BLOC DE TEXTE:
La reconnaissance de l’affect grâce à son expression par le corps

Lors de la cure, nous, les psychanalysants, sommes invités à associer librement à partir de nos pensées, nos rêves, nos symptômes corporels. C’est ce qui m’a permis d’aborder, lors d’une séance, ce qui m’avait fait souffrir récemment :
« J’avais une migraine…
– Qu’entendez-vous dans migraine ?
– Migre… Haine.
– Parlez de cette haine… »

Cette question m’a sortie de la simple plainte pour entendre ce mot d’une autre manière.  Elle a subtilement mis en évidence l’affect inconfortable que je ne m’autorisais pas à ressentir et qui se trouvait alors refoulé hors de ma conscience. Cet affect s’exprimait par ce mal de tête, qualifié par mes soins de « migraine ». Ainsi, j’ai pu reconnaître son existence et en parler.

Sigmund Freud, en 1909, l’expliquait ainsi :

« Le refoulement expulse la représentation pénible de la conscience et l’empêche d’entrer dans la pensée normale ; mais l’affect lié à la représentation ne peut être supprimé. Il trouve alors une autre voie et s’exprime par la conversion dans le corps. »[1]

Toujours selon Freud :

« La psychothérapie supprime l’efficience de la représentation non abréagie à l’origine en permettant à l’affect coincé de celle-ci de s’écouler par la parole, et elle amène cette représentation à la correction associative en la tirant dans la conscience normale […]. »[2]

En effet, cette séance m’a permis de dire cette haine et ainsi de l’associer librement à ma récente dispute avec une personne chère. Grâce à la parole, l’affect « haine » a pu être relié à la bonne représentation « personne chère ».

PROBLÈME POSÉ 1: D'après la citation de Freud datée de 1909 dans le texte sur l'affect et le corps, pourquoi l'affect finit-il par s'exprimer dans le corps ? Répondez en une à trois phrases.
PROBLÈME POSÉ 2: Selon le texte sur l'affect et le corps, à partir de quoi les psychanalysants sont-ils invités à associer librement pendant la cure ? Citez tous les éléments mentionnés.
PROBLÈME POSÉ 3: Dans le texte sur l'affect et le corps, avec quel événement récent la haine a-t-elle pu être associée librement au cours de la séance ?
Le listing ci-après constitue un matériau indépendant du texte sur l'affect et le corps.

EXTRAIT DE DONNÉES:
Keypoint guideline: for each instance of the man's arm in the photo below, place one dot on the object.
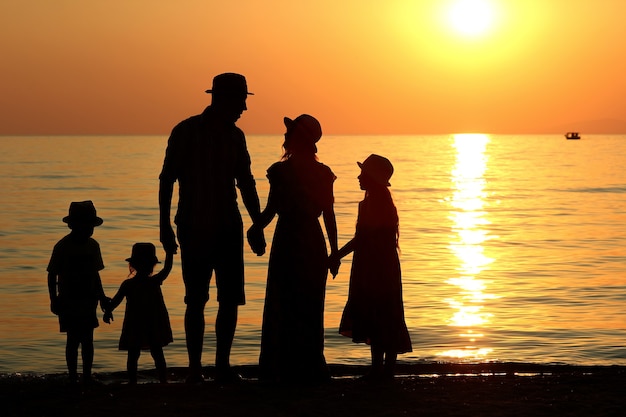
(168, 237)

RÉPONSE ATTENDUE 1: Le refoulement chasse la représentation pénible hors de la conscience et l'empêche d'entrer dans la pensée normale, mais l'affect qui lui est lié ne peut pas être supprimé. Cet affect emprunte alors une autre voie et s'exprime par la conversion dans le corps.

RÉPONSE ATTENDUE 2: Leurs pensées, leurs rêves et leurs symptômes corporels.

RÉPONSE ATTENDUE 3: Avec une dispute récente avec une personne chère.